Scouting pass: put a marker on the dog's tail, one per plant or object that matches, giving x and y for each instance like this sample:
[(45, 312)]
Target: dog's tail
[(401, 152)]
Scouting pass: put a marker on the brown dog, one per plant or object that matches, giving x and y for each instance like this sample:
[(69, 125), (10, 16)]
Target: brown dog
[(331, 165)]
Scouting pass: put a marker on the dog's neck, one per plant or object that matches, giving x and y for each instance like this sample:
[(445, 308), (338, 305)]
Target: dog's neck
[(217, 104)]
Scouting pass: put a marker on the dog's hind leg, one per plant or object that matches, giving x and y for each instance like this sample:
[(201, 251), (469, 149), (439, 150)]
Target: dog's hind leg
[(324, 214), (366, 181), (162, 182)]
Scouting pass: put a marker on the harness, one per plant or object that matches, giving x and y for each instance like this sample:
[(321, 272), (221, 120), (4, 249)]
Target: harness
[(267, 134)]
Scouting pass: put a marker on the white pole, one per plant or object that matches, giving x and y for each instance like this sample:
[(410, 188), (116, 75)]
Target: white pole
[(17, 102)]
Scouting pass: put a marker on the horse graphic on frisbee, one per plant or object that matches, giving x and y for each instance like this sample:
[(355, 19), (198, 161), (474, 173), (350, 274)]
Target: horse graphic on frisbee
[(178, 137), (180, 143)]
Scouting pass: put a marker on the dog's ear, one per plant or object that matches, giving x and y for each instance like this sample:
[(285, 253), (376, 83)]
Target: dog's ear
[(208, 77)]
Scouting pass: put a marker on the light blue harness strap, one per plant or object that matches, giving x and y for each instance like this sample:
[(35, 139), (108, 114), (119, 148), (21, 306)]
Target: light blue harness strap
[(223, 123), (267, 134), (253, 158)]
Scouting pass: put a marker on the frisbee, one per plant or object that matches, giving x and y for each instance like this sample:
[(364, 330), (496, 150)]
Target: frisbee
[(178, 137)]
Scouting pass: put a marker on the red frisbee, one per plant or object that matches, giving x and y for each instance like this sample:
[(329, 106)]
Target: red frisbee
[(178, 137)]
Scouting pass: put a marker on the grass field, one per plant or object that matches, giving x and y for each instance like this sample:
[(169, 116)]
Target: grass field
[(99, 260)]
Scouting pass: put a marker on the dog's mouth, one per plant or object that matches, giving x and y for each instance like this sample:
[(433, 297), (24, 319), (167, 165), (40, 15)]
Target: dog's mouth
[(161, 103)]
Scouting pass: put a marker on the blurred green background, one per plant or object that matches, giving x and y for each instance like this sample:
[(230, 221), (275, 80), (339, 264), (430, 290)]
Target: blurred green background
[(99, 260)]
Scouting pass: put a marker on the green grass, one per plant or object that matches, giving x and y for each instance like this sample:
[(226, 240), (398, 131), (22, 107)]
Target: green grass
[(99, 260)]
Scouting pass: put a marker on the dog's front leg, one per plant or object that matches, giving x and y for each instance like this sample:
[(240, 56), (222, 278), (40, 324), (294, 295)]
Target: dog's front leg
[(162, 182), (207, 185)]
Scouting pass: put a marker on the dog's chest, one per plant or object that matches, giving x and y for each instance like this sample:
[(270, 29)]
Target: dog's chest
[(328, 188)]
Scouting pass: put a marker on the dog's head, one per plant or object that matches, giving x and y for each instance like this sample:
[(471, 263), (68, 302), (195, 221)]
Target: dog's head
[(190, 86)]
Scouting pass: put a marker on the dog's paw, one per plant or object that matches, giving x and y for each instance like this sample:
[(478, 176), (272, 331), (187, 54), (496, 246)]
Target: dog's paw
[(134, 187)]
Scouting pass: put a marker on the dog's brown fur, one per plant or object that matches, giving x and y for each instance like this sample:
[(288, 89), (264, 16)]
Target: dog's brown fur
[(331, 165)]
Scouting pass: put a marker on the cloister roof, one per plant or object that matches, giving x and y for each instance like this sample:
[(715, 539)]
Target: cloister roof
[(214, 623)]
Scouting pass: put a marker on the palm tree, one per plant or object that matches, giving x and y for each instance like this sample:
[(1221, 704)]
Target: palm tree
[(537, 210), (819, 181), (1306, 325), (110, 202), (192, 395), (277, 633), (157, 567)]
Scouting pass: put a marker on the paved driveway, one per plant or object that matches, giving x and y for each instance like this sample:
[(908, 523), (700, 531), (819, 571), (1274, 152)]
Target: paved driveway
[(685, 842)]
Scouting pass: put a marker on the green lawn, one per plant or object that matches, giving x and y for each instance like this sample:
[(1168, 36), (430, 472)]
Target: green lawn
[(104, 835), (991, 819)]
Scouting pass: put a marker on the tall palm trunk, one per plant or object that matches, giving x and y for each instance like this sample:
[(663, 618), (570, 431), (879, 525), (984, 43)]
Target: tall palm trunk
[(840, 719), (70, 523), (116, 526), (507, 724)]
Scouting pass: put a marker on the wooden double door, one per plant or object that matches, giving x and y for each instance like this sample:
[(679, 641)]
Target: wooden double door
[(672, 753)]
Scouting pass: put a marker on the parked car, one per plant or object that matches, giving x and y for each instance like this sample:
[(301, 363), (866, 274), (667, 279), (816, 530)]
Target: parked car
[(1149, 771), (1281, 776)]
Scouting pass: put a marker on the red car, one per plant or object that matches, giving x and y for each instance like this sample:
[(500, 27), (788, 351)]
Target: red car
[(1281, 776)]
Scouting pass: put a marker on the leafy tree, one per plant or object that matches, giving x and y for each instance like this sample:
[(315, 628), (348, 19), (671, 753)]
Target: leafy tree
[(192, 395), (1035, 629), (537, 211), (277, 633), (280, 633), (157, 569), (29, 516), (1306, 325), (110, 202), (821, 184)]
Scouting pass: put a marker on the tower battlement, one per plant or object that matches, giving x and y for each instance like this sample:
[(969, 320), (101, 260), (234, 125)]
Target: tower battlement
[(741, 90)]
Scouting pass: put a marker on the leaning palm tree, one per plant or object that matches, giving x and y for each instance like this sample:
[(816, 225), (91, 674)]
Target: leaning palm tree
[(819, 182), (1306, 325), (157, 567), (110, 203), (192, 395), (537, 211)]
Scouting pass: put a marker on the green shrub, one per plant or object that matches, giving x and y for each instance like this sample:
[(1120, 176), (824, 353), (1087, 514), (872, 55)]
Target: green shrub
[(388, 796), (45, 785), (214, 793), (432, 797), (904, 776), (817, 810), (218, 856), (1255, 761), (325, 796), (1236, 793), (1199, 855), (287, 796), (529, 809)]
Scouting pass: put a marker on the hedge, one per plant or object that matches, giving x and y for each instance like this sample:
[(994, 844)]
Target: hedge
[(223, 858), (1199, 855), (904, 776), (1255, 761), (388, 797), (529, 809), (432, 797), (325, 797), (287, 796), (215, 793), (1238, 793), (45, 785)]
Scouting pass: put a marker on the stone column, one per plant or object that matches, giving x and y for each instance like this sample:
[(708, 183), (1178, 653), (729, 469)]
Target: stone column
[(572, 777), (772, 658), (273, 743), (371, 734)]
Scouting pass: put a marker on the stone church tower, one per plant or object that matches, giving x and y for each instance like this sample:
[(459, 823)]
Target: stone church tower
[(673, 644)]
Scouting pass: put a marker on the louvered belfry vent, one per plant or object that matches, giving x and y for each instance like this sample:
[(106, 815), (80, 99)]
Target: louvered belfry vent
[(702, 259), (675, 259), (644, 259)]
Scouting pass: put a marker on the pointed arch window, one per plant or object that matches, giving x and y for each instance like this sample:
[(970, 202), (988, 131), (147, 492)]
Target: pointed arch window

* Work to complete *
Write out the items word for word, starting from their first line and ending with the line that contains "[(178, 137), (180, 143)]", both of those lines included.

* Exercise result *
Scouting pass: put a marker on the dog's tail, one per plant or object that matches, giving x and y for each instance like this sample:
[(45, 312)]
Target: dog's tail
[(401, 152)]
Scouting pass: put a marker on the brown dog, one per plant or object that matches, giving x and y for each instance like this sample:
[(69, 125), (10, 16)]
Target: brown dog
[(331, 165)]
Scouting pass: put a marker on the dog's neck, one per plant or object that matches, giving x and y for each instance like this sample:
[(445, 308), (338, 305)]
Target: dog's neck
[(217, 104)]
Scouting pass: put a marker on the dog's hind leg, one per plant or object that matches, giving x and y for each instance like this sample:
[(201, 251), (469, 149), (439, 150)]
Target: dog's hind leg
[(324, 214), (366, 181), (162, 182)]
Scouting pass: put a marker on the harness, one per plant or object that matches, giving x and y for each instance like this sample:
[(321, 272), (221, 120), (4, 249)]
Target: harness
[(267, 134)]
Scouting pass: put a marker on the white pole, one per plant or object that matches, giving x and y for each instance like this sample:
[(410, 188), (116, 75)]
Target: white pole
[(17, 102)]
Scouting pass: put a marker on the horse graphic on frisbee, one per plant or object that matches, giving x and y for each instance like this sample:
[(355, 19), (198, 161), (474, 173), (350, 274)]
Target: horse graphic on frisbee
[(178, 137), (180, 143)]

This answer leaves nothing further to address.